問題文 1:
以下の行のうち、「sleeve」という語を含む行の数を数え、その数だけを答えてください。

第7回 めぐバレエ祭り 芸術監督 斎藤友佳理 インタビュー 「古典から現代の感性まで多彩な魅力を堪能できる公演に」

Photo: Kiyonori Hasegawa、Nobuhiko Hikiji

「ライモンダ」

8月に開催される第7回めぐろバレエ祭り。そのメインの催しは、毎年、子どもも大人も存分に楽しめる舞台として人気を集めている、東京バレエ団によるバレエ公演だ。注目のプログラムとその見どころを、東京バレエ団芸術監督・斎藤友佳理に聞いた。
まずは、めぐろバレエ祭りで揺るぎない人気を誇る、子どものためのバレエ『ドン・キホーテの夢』
「2015 年の初演以来、全国の劇場でたくさんの子どもたちが楽しんでくれた作品です。客席の反応がいつも違うから、上演のたびにいろんな発見があるんです」と、各地の子どもたちの歓声を思い出して笑みを見せる斎藤。東京バレエ団の代表的レパートリー『ドン・キホーテ』を1時間半ほどの長さにまとめ、登場人物による楽しいお話付きのバレエに仕立てた。
「2年前には振付のウラジーミル・ワシーリエフさんがいらしてブラッシュ・アップをしてくださったり、なんと馬のロシナンテの声を自ら演じてくださったり! 団員たちも皆、思い切り楽しみながら取り組んでいます」
 この4年の間に何組ものダンサーが主役を演じたが、今回の2公演では実にフレッシュな配役が実現!
「午前の部のキトリとバジルは秋山瑛と池本祥真。東京バレエ団入団後、様々なソリスト役を踊っていますが、二人で組んで主役を踊るのはこれが初めてです。午後の部は伝田陽美と柄本弾。『ラ・バヤデール』のガムザッティとソロル、『エスメラルダ』のパ・ド・ドゥなどで高評を得ている二人です。両組とも、それぞれの個性を思う存分発揮し、舞台をリードしてくれるでしょう」
 もういっぽうの公演は〈サマー・バレエ・コンサート〉。例年趣向を凝らしたプログラムで人気を得ているコンサート形式の公演に、斎藤は指導者として様々な思いを込める。
「様々なパ・ド・ドゥを上演するコンサート形式の公演は、ダンサーたちにとって意義深い勉強の場に。また、コンサート形式でやるたびに、必ず新作を上演しようとも決めています。皆には、多くの方々に喜んでいただける小品のレパートリーが必要と考えているからです。

生データ:
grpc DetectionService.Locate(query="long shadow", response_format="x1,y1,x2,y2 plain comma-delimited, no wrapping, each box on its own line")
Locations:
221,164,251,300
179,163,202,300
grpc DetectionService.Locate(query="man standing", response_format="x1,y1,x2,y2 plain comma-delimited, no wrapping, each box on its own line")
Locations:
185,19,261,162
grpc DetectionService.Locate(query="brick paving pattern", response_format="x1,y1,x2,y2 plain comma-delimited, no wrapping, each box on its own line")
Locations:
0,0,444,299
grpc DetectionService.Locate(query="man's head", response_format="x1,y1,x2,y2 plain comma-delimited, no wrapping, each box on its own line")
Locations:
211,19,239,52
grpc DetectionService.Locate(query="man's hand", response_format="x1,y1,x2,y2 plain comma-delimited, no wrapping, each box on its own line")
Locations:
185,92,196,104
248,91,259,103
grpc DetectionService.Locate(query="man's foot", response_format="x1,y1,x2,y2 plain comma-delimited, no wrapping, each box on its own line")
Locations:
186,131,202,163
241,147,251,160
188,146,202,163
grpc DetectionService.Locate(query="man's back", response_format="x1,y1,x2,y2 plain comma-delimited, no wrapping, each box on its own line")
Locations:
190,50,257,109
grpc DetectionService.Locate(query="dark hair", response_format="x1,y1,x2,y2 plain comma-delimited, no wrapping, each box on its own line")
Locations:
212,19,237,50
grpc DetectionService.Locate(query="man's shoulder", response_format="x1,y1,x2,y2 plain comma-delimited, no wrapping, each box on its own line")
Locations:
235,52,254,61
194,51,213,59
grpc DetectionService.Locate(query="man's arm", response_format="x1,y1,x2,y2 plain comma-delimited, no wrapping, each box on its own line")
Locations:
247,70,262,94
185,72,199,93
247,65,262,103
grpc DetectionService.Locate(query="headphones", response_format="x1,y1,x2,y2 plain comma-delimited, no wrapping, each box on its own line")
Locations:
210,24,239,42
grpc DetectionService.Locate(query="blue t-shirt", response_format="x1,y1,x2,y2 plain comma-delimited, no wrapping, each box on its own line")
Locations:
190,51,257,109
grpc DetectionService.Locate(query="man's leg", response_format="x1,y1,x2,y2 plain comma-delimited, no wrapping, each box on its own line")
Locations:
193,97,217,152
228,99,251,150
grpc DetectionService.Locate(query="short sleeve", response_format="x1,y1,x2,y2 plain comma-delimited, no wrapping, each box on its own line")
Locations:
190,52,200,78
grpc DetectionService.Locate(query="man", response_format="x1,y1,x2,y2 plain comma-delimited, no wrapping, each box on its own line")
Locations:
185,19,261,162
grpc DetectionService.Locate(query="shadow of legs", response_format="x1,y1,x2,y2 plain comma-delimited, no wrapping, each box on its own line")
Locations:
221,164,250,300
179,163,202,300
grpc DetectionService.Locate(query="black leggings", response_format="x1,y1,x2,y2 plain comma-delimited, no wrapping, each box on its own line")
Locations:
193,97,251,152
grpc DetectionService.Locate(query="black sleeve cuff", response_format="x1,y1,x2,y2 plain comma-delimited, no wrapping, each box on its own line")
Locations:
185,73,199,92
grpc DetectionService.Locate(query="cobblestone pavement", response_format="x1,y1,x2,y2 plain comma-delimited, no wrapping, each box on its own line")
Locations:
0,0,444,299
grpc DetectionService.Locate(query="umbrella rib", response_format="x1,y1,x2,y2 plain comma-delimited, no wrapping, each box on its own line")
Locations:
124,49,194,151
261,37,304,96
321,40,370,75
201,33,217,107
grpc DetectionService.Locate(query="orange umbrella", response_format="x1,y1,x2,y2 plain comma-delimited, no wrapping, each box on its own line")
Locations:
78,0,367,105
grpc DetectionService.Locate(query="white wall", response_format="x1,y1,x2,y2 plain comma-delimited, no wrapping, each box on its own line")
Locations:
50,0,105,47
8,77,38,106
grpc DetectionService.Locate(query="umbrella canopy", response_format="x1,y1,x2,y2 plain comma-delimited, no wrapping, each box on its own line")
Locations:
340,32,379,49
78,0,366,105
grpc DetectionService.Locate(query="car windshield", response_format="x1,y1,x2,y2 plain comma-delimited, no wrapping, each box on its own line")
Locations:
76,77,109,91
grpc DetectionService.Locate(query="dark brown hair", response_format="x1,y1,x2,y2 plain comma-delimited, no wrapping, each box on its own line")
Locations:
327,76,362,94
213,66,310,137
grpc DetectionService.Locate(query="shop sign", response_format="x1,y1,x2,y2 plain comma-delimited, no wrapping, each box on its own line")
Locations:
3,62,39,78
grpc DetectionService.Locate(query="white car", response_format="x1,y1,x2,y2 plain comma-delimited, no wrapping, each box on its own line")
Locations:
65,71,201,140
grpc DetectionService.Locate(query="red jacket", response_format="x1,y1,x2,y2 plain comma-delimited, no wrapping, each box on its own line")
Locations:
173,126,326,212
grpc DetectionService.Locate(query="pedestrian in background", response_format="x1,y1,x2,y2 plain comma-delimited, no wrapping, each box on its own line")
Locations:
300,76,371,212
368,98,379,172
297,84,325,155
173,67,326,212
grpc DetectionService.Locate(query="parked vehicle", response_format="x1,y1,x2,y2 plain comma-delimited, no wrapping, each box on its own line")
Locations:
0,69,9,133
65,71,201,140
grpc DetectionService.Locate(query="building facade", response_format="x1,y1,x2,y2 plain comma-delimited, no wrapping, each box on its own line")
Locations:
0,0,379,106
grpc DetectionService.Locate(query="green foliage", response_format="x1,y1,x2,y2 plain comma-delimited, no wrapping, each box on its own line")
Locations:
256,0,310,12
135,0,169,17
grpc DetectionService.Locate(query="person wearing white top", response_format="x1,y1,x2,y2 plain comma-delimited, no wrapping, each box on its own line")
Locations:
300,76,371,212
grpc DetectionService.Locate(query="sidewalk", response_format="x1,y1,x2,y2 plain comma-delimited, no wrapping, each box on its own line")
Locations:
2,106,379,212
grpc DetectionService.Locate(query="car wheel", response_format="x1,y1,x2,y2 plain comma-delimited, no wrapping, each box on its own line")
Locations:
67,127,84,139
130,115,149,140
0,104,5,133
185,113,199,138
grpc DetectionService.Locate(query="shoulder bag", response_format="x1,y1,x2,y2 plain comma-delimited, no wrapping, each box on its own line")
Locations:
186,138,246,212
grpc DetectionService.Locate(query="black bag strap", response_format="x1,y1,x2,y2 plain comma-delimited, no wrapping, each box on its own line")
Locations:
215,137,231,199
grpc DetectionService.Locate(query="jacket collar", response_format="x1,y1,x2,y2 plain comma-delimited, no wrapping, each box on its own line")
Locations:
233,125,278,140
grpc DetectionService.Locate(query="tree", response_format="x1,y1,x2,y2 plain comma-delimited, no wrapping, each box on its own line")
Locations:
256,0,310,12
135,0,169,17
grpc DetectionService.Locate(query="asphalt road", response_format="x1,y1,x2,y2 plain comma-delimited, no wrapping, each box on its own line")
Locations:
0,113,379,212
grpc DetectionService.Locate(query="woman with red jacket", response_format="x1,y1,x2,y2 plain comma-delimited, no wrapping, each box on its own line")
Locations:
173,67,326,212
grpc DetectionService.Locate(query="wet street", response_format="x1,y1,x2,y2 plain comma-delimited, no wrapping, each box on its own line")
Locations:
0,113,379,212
---
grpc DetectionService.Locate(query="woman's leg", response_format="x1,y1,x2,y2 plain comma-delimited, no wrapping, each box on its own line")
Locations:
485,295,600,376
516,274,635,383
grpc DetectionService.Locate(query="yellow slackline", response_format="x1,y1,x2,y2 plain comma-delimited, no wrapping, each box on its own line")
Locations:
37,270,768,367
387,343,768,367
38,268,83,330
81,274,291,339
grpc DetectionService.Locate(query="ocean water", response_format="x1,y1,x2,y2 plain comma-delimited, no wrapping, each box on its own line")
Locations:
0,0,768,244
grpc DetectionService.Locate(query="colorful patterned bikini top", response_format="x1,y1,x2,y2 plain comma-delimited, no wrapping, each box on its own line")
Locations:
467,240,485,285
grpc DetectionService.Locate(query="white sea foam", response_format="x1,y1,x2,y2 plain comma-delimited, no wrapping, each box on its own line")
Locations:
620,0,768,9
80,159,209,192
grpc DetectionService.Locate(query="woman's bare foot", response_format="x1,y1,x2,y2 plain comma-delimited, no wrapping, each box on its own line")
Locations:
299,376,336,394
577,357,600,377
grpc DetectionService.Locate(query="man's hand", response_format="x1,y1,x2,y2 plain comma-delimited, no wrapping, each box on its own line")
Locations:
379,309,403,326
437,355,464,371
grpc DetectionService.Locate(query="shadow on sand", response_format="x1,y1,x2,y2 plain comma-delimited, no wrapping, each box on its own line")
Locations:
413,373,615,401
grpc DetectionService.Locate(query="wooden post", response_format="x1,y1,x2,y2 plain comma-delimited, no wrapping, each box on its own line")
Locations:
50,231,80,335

問題文 2:
上の引用文によると、子どものためのバレエ『ドン・キホーテの夢』が初演されたのは何年ですか。

結果 1:
2

結果 2:
2015年